Description of the task:
Filter the listing below down to the lines containing the string "wall", and copy each of those lines in full.

Records to process:
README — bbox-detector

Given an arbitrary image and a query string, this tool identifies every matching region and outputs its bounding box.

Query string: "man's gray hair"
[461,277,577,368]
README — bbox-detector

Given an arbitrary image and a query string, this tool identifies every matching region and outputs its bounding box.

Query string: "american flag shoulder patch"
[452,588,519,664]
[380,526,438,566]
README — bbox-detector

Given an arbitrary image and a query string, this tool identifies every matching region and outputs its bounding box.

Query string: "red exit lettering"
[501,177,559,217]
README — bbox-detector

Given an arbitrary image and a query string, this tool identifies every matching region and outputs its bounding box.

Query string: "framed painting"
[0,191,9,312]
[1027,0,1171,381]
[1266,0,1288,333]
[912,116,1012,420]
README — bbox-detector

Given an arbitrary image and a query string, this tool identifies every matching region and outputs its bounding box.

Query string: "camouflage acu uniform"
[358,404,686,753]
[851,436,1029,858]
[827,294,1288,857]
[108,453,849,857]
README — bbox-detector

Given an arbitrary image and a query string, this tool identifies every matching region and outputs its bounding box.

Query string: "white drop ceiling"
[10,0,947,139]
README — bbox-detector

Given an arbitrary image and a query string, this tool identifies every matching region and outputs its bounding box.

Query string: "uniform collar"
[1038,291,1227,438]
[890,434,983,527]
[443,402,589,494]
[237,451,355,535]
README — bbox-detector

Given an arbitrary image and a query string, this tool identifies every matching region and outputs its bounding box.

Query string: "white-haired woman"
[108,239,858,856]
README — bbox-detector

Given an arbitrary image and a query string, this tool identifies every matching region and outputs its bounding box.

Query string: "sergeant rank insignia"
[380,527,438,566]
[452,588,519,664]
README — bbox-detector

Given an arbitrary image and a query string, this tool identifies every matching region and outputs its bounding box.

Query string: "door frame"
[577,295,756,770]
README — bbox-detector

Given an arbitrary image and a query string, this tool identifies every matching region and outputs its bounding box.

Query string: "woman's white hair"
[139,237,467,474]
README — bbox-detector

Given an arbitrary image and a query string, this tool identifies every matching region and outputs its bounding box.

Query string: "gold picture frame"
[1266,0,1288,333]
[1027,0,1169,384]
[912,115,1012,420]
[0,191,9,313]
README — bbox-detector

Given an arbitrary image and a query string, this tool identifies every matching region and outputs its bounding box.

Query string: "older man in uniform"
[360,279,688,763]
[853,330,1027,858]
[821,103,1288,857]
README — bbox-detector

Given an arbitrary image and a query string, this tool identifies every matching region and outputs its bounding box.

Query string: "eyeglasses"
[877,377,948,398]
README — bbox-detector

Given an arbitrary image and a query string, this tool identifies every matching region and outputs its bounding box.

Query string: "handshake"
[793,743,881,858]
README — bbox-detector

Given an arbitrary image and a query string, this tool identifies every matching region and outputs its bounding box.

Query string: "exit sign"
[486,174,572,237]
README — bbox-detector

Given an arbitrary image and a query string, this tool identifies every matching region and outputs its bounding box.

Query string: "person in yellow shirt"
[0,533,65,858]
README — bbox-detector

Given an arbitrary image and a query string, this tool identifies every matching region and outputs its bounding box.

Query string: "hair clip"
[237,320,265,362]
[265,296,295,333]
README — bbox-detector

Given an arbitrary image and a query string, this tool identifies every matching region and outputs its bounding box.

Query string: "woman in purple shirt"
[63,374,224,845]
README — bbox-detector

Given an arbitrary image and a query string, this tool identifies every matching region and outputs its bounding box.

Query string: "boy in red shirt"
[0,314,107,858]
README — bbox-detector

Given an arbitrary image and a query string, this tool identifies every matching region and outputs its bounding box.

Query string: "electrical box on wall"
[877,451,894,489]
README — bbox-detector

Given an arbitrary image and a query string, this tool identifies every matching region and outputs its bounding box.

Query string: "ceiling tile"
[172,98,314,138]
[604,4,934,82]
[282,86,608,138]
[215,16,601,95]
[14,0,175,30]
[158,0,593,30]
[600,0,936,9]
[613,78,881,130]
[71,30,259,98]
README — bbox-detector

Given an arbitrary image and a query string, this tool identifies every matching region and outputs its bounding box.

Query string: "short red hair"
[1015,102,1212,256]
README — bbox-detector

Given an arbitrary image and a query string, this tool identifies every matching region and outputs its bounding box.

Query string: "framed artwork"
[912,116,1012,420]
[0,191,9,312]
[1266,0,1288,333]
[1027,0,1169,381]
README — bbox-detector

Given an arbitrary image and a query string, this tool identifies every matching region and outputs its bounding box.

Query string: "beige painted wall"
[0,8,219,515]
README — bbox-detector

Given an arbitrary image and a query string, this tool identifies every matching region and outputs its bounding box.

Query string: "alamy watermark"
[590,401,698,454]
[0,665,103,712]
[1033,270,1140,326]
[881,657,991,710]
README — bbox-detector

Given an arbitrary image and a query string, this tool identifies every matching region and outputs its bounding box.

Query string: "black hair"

Finished exercise:
Query string: "electrical box on wall"
Query string: "beige painted wall"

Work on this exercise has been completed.